Task item →
Nothing should differ between your output and the entries below.
□ □ □
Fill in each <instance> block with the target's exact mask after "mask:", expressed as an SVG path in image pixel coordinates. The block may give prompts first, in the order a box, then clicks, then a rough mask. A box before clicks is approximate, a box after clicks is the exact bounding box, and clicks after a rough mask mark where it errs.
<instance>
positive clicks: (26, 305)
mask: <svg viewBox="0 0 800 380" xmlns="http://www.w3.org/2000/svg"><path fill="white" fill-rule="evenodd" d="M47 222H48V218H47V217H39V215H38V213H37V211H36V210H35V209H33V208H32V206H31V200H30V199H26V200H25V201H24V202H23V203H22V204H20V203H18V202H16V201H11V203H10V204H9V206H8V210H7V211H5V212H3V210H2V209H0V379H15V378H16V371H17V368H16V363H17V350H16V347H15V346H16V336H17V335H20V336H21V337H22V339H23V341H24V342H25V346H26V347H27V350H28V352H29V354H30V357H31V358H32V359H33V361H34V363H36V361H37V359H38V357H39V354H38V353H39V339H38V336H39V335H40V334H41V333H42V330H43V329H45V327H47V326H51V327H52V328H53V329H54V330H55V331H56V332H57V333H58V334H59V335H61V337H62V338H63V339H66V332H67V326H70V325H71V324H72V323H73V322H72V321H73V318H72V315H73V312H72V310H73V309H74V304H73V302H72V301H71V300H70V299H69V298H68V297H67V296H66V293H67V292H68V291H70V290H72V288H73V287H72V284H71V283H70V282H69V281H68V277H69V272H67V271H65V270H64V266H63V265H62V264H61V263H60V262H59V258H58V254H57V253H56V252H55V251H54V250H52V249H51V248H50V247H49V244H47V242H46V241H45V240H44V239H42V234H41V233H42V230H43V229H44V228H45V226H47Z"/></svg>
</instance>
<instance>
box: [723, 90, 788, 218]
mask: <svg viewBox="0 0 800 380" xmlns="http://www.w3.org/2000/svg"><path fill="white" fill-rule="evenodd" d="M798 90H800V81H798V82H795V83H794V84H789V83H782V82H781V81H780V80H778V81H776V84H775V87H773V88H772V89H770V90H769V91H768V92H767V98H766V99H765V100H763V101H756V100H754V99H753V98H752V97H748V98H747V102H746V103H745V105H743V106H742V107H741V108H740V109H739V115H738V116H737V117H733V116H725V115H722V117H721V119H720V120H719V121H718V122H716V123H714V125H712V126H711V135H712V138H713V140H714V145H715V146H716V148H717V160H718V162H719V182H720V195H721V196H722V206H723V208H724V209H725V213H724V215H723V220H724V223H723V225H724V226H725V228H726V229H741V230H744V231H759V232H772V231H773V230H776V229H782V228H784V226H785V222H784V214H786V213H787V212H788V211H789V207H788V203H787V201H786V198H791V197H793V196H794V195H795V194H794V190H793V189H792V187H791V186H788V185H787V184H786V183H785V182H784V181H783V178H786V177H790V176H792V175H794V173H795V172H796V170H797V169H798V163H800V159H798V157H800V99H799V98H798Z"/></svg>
□ □ □
Task answer →
Fill in each <instance> block with the target's exact mask after "mask:", expressed as an SVG path in image pixel coordinates. The block may give prompts first, in the order a box, then clicks, then a rough mask. A box before clicks is approximate, a box after clicks is the exact bounding box, and clicks after a rough mask mark where it errs.
<instance>
positive clicks: (26, 305)
mask: <svg viewBox="0 0 800 380" xmlns="http://www.w3.org/2000/svg"><path fill="white" fill-rule="evenodd" d="M47 222H48V218H47V217H39V215H38V213H37V211H36V210H35V209H33V208H32V206H31V200H30V199H26V200H25V201H24V202H23V203H22V204H20V203H18V202H16V201H11V203H10V204H9V206H8V210H7V211H5V212H3V210H2V209H0V379H15V378H16V371H17V368H16V363H17V350H16V347H15V346H16V336H17V335H20V336H21V337H22V339H23V341H24V342H25V346H26V347H27V350H28V352H29V354H30V357H31V358H32V359H33V361H34V363H36V361H37V359H38V357H39V354H38V353H39V339H38V336H39V335H40V334H41V333H42V330H43V329H45V327H47V326H51V327H52V328H53V329H54V330H55V331H56V332H57V333H58V334H59V335H61V337H62V338H63V339H66V332H67V326H70V325H71V324H72V323H73V322H72V321H73V318H72V315H73V312H72V310H73V309H74V304H73V302H72V301H71V300H70V299H69V298H68V297H67V296H66V293H67V292H68V291H70V290H72V288H73V287H72V284H71V283H70V282H69V281H68V277H69V272H67V271H65V270H64V266H63V265H62V264H61V263H60V262H59V258H58V254H57V253H56V252H55V251H54V250H52V249H51V248H50V247H49V244H47V242H46V241H45V240H44V239H42V234H41V233H42V230H43V229H44V228H45V226H47Z"/></svg>
</instance>
<instance>
box: [723, 90, 788, 218]
mask: <svg viewBox="0 0 800 380" xmlns="http://www.w3.org/2000/svg"><path fill="white" fill-rule="evenodd" d="M798 90H800V81H798V82H795V83H794V84H789V83H782V82H781V81H780V80H778V81H776V84H775V87H773V88H772V89H770V90H769V91H768V92H767V98H766V99H765V100H763V101H756V100H754V99H753V98H752V97H748V98H747V102H746V103H745V105H743V106H742V107H741V108H740V109H739V115H738V116H737V117H733V116H725V115H722V117H721V119H720V120H719V121H718V122H716V123H714V125H712V126H711V135H712V138H713V140H714V145H715V146H716V148H717V160H718V162H719V182H720V195H721V196H722V206H723V208H724V209H725V213H724V215H723V220H724V223H723V225H724V226H725V228H726V229H741V230H744V231H759V232H772V231H773V230H776V229H782V228H784V226H785V222H784V214H786V213H787V212H788V211H789V207H788V203H787V201H786V198H791V197H793V196H794V195H795V194H794V190H793V189H792V187H791V186H788V185H787V184H786V183H785V182H784V181H783V178H786V177H790V176H792V175H794V173H795V172H796V170H797V169H798V163H800V159H798V157H800V99H799V98H798Z"/></svg>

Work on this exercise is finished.